▶ **TRECHO DO DOCUMENTO**:
──────────────────────────────

À frente do paciente que entrega toda sua história está o psiquiatra que ouve, que tenta entendê-lo. O nazista, homem branco, depara-se com o médico negro nos tempos da Segunda Guerra Mundial, quando parte do Ocidente era atingida pela ideologia pregada por Adolf Hitler. O homem negro tenta ser um médico o tempo todo, o que não é fácil.
Médico para compreender, para ver o outro como alguém doente. Difícil não sentir ódio, claro, com as colocações do nazista sobre negros e judeus. Assim o médico é testado e, perto do fim, coloca à mostra como se sucumbe às ações do mundo externo – ainda que em todo o filme sua personagem esteja presa às salas fechadas, à história do outro.
O roteiro de Cornfield e S. Lee Pogostin, da história de Robert M. Lindner, prende os diferentes na mesma sala; prende-os, sobretudo, às suas condições, às dificuldades de convivência entre opostos na maneira de pensar – à medida que ao médico cabe absorver e, ao outro, talvez, a possibilidade de revelar o que esconde sob a aparência forte.
Médico e paciente não têm nomes, o que leva a história ao campo aberto da representação: é sobre a descoberta de extremos a reboque da necessidade de ouvir, apenas ouvir, ato em que o representante dos perseguidos vê-se obrigado a analisar o representante dos perseguidores, em que não basta apenas encontrar a cura pontual.
O nazista tem problemas para dormir. Sonha com si mesmo em um buraco, em luta para escapar da escuridão ao escalá-lo. Mais tarde, seu pai surge na mesma situação. Cabe ao médico encontrar a chave por trás do sonho, o tormento por trás do homem, o que não significa “curá-lo”. Ele continuará um nazista.

──────────────────────────────

▶ **COMPLETE O SEGUINTE**:
A. Reescreva de forma mais concisa o parágrafo do texto sobre o psiquiatra e o paciente nazista iniciado por "O nazista tem problemas para dormir", preservando seus fatos principais.
B. Retome o texto sobre o psiquiatra e o paciente nazista a partir do ponto em que ele se encerra.
As linhas apresentadas adiante constituem material independente do texto acima.

Entradas salvas

──────────────────────────────

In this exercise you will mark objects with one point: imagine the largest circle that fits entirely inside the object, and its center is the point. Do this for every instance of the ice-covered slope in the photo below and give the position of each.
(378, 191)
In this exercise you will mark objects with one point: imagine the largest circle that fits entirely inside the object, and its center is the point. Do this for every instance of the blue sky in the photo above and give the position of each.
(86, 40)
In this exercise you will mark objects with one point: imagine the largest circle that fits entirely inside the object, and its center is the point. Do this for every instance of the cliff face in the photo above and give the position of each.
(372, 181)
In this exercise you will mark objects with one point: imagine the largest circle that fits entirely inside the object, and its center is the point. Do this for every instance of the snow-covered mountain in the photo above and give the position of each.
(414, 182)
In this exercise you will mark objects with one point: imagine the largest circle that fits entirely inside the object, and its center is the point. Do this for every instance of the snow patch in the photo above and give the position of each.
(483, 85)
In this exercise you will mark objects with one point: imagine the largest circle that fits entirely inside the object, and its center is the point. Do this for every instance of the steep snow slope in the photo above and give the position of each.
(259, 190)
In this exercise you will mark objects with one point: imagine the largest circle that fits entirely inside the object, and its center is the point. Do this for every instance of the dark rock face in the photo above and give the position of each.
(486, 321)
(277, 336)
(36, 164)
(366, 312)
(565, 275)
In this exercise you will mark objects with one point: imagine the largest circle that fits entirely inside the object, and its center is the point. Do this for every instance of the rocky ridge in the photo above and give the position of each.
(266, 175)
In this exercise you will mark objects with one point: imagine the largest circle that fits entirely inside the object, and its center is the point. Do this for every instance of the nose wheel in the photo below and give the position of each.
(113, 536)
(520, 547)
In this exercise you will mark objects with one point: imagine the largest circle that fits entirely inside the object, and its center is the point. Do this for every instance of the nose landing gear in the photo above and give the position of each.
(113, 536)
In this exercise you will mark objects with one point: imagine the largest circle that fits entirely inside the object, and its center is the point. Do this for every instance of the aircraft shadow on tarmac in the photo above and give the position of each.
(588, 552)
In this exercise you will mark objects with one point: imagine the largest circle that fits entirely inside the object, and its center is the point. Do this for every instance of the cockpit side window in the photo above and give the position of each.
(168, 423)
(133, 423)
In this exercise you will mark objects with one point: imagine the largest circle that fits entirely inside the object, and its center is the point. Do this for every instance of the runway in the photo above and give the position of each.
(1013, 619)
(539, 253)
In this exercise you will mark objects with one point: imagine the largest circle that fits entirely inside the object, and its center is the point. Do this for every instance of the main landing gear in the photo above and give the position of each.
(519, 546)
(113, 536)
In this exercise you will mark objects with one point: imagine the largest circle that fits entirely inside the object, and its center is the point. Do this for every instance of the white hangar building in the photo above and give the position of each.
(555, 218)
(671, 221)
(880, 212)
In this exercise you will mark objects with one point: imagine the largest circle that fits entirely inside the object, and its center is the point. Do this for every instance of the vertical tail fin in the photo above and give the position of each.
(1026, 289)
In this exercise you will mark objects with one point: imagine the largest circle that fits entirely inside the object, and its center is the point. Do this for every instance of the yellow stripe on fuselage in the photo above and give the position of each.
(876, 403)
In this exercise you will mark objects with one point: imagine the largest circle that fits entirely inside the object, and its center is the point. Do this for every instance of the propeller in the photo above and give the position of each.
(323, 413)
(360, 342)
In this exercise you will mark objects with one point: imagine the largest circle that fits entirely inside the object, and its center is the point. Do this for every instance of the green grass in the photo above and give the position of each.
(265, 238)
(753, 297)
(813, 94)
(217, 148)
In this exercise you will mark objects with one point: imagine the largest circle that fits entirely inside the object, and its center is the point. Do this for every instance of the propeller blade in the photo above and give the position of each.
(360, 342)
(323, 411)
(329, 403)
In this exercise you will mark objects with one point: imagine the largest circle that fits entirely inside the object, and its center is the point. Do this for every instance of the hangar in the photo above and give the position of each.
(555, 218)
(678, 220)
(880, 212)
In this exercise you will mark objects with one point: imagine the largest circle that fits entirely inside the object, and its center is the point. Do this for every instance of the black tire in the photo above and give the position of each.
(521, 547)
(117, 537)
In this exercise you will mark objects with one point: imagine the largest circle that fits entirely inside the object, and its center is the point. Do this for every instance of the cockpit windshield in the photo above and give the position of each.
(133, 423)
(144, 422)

──────────────────────────────

▶ **LISTA DE RESPOSTAS**:
A. O nazista sofre de insônia e sonha que tenta escapar da escuridão de um buraco escalando-o; mais tarde, seu pai surge na mesma situação. Ao médico cabe decifrar o sonho e o tormento do homem, o que não equivale a curá-lo: ele continuará nazista.

B.
Algumas passagens levam à infância, ao menino que assiste, impotente, aos abusos do pai; em momento esclarecedor, o pai prega-lhe um susto ao pressioná-lo contra um pedaço de carne. Não seria o nazismo ou qualquer forma de autoritarismo uma maneira de forjar a força em crianças impotentes, que cresceram sob a impossibilidade de amar os mais fracos, escondidas atrás de uma farda?
Quando criança, o paciente não conseguia responder aos gestos de afeto da mãe, tampouco se levantar às bravatas do pai beberrão. Mais tarde, passou a liderar os meninos da escola: atacava casas com pedras, o que continuaria fazendo depois, na vida adulta, quando precisava avançar aos comércios de judeus e outros considerados diferentes.
Como o paciente, Bobby Darin é fácil de odiar; como médico, Sidney Poitier é, como costuma ser, gigante: pode ouvir e ser justo sem deixar sua humanidade e contradições de lado, sem se limitar ao grupo que representa: é um teste à clemência.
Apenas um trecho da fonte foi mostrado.